## [Fragmento del documento]
◇ ◇ ◇ ◇ ◇ ◇ ◇

En los ritos, pues, aparentemente, se ejecuta la creencia y quien no los sigue tal como están estatuidos bien puede correr una suerte penosa, es lo menos que le puede pasar, peor que la muerte. ¿Es impropio señalar, por eso mismo, que la idea o la intuición de Dios pueden haberse vaciado, al menos como según los libros parece haber existido en remotos tiempos? Y no sólo eso sino que la idea misma de Dios, tal como fue consagrada por diversos textos en diversas religiones y trasmitida tal cual desde hace siglos, haya sido socavada, perforada, ahuecada de modo tal que aplicarle el verbo “ser” es sólo una mera hipótesis, un modo de decir, una costumbre que ni siquiera salva del aburrimiento.

◇ ◇ ◇ ◇ ◇ ◇ ◇

## [Entradas de datos]
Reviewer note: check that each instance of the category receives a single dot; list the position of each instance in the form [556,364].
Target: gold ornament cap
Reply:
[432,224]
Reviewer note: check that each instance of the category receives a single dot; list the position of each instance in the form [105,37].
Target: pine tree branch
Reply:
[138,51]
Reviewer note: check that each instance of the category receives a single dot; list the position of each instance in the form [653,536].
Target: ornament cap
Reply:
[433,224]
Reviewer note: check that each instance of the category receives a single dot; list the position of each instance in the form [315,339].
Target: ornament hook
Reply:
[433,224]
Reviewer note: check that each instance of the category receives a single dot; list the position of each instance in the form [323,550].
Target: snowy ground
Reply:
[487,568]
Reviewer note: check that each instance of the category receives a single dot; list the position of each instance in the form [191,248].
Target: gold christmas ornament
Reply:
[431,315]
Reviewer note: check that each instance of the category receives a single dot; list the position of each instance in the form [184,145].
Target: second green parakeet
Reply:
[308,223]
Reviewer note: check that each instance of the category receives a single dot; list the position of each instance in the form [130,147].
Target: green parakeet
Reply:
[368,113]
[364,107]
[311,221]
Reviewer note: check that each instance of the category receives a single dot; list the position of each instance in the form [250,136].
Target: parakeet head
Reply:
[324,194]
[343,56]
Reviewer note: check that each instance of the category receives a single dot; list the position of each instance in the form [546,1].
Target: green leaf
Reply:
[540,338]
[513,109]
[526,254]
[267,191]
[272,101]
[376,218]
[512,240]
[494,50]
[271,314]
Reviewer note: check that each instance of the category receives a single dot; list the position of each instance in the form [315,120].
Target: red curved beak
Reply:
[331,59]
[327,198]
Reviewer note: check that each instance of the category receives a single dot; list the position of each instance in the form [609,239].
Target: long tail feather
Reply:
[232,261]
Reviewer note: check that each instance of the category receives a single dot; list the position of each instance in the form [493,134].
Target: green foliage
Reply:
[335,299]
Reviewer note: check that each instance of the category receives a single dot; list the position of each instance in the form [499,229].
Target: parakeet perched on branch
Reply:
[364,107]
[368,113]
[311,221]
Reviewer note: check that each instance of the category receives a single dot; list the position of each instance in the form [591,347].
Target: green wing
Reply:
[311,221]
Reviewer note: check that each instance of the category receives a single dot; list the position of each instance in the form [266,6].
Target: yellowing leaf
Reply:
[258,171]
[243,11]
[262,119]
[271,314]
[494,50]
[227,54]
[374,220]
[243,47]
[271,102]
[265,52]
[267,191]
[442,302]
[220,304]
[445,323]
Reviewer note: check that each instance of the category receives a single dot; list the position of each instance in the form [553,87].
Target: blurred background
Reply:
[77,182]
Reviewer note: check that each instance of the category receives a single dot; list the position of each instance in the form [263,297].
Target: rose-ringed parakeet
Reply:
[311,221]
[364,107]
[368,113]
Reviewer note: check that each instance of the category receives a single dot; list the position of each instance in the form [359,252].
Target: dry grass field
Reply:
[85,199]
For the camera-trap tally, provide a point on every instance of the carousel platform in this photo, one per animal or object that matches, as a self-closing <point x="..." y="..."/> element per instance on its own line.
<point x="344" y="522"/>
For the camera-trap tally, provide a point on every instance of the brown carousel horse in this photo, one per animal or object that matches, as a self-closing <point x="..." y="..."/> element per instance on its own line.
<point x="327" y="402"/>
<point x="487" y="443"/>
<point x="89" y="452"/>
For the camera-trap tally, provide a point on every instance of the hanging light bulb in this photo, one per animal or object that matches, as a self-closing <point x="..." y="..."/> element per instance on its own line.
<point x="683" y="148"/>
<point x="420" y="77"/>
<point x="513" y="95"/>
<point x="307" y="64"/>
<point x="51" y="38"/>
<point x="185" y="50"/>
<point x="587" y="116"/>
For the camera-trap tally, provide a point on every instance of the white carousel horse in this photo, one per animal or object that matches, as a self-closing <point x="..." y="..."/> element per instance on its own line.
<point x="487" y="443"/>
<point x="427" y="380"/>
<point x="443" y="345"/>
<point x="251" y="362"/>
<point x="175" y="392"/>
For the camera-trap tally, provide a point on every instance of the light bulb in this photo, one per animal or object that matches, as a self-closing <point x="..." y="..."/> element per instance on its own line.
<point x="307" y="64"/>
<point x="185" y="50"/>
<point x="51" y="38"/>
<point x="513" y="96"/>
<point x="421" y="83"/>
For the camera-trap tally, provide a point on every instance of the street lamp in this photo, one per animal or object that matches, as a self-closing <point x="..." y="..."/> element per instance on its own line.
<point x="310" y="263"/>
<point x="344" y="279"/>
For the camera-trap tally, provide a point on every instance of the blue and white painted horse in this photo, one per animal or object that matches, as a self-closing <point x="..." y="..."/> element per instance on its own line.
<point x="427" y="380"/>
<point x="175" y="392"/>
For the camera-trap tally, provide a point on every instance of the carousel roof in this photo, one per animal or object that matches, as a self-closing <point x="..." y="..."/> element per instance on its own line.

◇ ◇ ◇ ◇ ◇ ◇ ◇

## [Objetivo del ejercicio]
Reproduce palabra por palabra el fragmento completo sobre los ritos y la idea de Dios.

## [Respuesta del ejercicio]
En los ritos, pues, aparentemente, se ejecuta la creencia y quien no los sigue tal como están estatuidos bien puede correr una suerte penosa, es lo menos que le puede pasar, peor que la muerte. ¿Es impropio señalar, por eso mismo, que la idea o la intuición de Dios pueden haberse vaciado, al menos como según los libros parece haber existido en remotos tiempos? Y no sólo eso sino que la idea misma de Dios, tal como fue consagrada por diversos textos en diversas religiones y trasmitida tal cual desde hace siglos, haya sido socavada, perforada, ahuecada de modo tal que aplicarle el verbo “ser” es sólo una mera hipótesis, un modo de decir, una costumbre que ni siquiera salva del aburrimiento.